#### DATA SUPPLIED
□ □ □

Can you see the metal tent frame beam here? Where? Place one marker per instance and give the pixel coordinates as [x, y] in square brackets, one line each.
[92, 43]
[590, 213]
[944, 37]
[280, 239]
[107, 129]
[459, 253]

□ □ □

#### AIM OF THE EXERCISE
Reproduce every record above, word for word and in the same order.

#### COMPLETE OUTPUT
Can you see the metal tent frame beam here? Where? Place one marker per instance and give the pixel coordinates as [x, y] in square brackets, one line each.
[92, 43]
[590, 213]
[944, 37]
[280, 239]
[107, 129]
[459, 253]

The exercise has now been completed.